-- Task prompt --
Each entry needs to appear again, retyped exactly as it is below.

[Stored data entries]
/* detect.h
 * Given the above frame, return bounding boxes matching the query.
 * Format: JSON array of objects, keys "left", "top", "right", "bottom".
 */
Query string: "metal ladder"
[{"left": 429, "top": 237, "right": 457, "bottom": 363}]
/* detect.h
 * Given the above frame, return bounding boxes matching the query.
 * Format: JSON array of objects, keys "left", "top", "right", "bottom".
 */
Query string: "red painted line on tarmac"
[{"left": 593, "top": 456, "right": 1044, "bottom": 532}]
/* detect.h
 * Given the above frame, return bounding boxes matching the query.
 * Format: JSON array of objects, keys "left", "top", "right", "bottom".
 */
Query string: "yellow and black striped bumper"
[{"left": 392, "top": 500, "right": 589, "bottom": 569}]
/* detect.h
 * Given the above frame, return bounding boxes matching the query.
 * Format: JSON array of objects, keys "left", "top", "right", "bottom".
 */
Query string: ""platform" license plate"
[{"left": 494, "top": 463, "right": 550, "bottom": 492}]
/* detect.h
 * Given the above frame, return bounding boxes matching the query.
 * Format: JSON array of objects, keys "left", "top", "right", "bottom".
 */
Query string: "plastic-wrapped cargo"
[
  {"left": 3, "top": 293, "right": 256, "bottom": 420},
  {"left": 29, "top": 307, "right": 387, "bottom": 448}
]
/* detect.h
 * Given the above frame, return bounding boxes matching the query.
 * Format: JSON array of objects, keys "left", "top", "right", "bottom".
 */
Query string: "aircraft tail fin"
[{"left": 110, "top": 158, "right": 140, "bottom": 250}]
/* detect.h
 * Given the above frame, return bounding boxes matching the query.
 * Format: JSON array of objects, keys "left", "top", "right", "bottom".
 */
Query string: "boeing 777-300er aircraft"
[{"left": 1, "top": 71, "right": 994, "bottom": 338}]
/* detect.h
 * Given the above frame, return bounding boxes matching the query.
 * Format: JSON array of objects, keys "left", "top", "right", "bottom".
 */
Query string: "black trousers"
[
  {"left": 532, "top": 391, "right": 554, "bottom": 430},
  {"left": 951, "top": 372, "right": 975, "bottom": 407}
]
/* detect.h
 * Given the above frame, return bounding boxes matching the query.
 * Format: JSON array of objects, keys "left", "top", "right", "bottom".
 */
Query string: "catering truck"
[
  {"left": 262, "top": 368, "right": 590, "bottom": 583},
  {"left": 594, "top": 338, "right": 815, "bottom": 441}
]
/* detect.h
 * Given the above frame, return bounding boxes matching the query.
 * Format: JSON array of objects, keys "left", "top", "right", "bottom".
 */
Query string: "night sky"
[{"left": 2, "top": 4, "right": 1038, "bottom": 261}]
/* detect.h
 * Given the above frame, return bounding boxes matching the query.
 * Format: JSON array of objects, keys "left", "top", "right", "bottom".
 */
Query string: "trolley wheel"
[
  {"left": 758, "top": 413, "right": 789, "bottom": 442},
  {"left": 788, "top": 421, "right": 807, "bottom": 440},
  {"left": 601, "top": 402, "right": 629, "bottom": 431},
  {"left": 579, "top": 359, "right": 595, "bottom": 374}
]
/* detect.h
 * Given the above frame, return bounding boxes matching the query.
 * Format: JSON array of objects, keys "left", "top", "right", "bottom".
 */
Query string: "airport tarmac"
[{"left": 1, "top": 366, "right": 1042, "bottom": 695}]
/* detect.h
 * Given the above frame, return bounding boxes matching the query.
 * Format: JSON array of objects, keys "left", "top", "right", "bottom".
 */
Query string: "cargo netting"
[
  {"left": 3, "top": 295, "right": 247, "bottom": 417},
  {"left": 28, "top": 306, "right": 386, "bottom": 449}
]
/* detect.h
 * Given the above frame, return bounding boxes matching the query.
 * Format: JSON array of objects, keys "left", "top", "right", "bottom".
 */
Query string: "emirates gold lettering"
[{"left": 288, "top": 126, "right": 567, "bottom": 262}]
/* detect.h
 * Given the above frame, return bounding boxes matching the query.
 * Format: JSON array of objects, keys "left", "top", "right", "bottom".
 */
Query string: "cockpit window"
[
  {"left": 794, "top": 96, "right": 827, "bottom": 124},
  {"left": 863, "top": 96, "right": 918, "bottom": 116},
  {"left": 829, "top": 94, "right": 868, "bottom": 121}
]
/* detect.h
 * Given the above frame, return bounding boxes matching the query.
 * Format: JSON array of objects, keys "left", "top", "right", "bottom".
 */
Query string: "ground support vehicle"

-- Answer area --
/* detect.h
 * Given the above frame, return bounding boxes matching the query.
 * Format: JSON array of objects, keys "left", "top", "right", "bottom".
 */
Query string: "metal ladder"
[{"left": 429, "top": 237, "right": 457, "bottom": 363}]
/* detect.h
 * Given the above frame, return bounding boxes matching the query.
 * Format: JSON array of objects, keys "left", "top", "right", "bottom".
 */
Query string: "red painted line on tarmac"
[{"left": 593, "top": 456, "right": 1044, "bottom": 532}]
/* detect.h
 * Given the above frame, return bounding boxes matching the query.
 * Format: JSON array of objects, keys "left", "top", "right", "bottom".
 */
Query string: "yellow and black striped bumper"
[{"left": 392, "top": 500, "right": 589, "bottom": 569}]
/* detect.h
 * Given the above frame, return bounding boxes matching the query.
 * Format: JSON array of objects, keys "left", "top", "right", "bottom".
 */
Query string: ""platform" license plate"
[{"left": 494, "top": 463, "right": 550, "bottom": 492}]
/* detect.h
 * Given the above frame, return bounding boxes matching the query.
 * Format: JSON array of objects, keys "left", "top", "right", "bottom".
 */
Query string: "plastic-wrapped cargo"
[
  {"left": 3, "top": 293, "right": 256, "bottom": 420},
  {"left": 29, "top": 307, "right": 387, "bottom": 448}
]
/* detect.h
 * Given the above frame, return bounding boxes matching the query.
 * Format: JSON array of objects, keys "left", "top", "right", "bottom".
 */
Query string: "aircraft tail fin"
[{"left": 110, "top": 158, "right": 140, "bottom": 250}]
/* detect.h
 * Given the above frame, return bounding boxes matching the query.
 * Format: JSON array of objects, keys "left", "top", "right", "bottom".
 */
Query string: "boeing 777-300er aircraft"
[{"left": 1, "top": 71, "right": 994, "bottom": 338}]
/* detect.h
 * Given the above frame, return bounding boxes matching the query.
 * Format: JSON array of objects, keys "left", "top", "right", "bottom".
 */
Query string: "black trousers"
[
  {"left": 532, "top": 391, "right": 554, "bottom": 430},
  {"left": 951, "top": 372, "right": 975, "bottom": 407}
]
/* detect.h
 * Given the above frame, return bounding boxes matching the query.
 * Format: JSON array of objects, keys "left", "top", "right", "bottom".
 */
Query string: "catering truck"
[
  {"left": 262, "top": 368, "right": 590, "bottom": 583},
  {"left": 594, "top": 338, "right": 815, "bottom": 441}
]
/* detect.h
 * Given the above frame, return bounding boxes matching the query.
 * Format: JSON array of objects, keys "left", "top", "right", "bottom".
 */
Query string: "night sky"
[{"left": 2, "top": 4, "right": 1038, "bottom": 261}]
/* detect.h
 * Given the above frame, return bounding boxes matching the query.
 * Format: JSON array of objects, keys "left", "top", "right", "bottom".
 */
Query string: "trolley wheel"
[
  {"left": 758, "top": 413, "right": 789, "bottom": 442},
  {"left": 788, "top": 421, "right": 807, "bottom": 440},
  {"left": 601, "top": 402, "right": 629, "bottom": 431},
  {"left": 579, "top": 359, "right": 595, "bottom": 374}
]
/* detect.h
 * Given the above frame, return bounding boxes matching the query.
 * Format: JSON array of objects, keys "left", "top", "right", "bottom".
 */
Query string: "airport tarmac"
[{"left": 1, "top": 366, "right": 1042, "bottom": 695}]
/* detect.h
 * Given the above frame, return bounding boxes matching the query.
 * Format: JSON array of objects, keys "left", "top", "right", "bottom".
 */
Query string: "cargo netting"
[
  {"left": 3, "top": 295, "right": 247, "bottom": 417},
  {"left": 28, "top": 306, "right": 386, "bottom": 449}
]
/* detect.h
 * Given the above frame, return bounding boxes matching the query.
 * Format: JSON array of objects, keys "left", "top", "right", "bottom".
 */
Query string: "emirates gold lettering"
[{"left": 288, "top": 126, "right": 567, "bottom": 262}]
/* detect.h
 * Given the above frame, return bounding boxes matching the query.
 * Format: JSON array of objects, keys "left", "top", "right", "bottom".
 */
Query string: "cockpit window"
[
  {"left": 794, "top": 96, "right": 827, "bottom": 124},
  {"left": 863, "top": 96, "right": 918, "bottom": 116},
  {"left": 829, "top": 94, "right": 868, "bottom": 121}
]
/* detect.h
 * Given the above frame, return bounding boxes matching the query.
 * Format: JSON array of objects, keys "left", "top", "right", "bottom".
 */
Query string: "ground support vehicle"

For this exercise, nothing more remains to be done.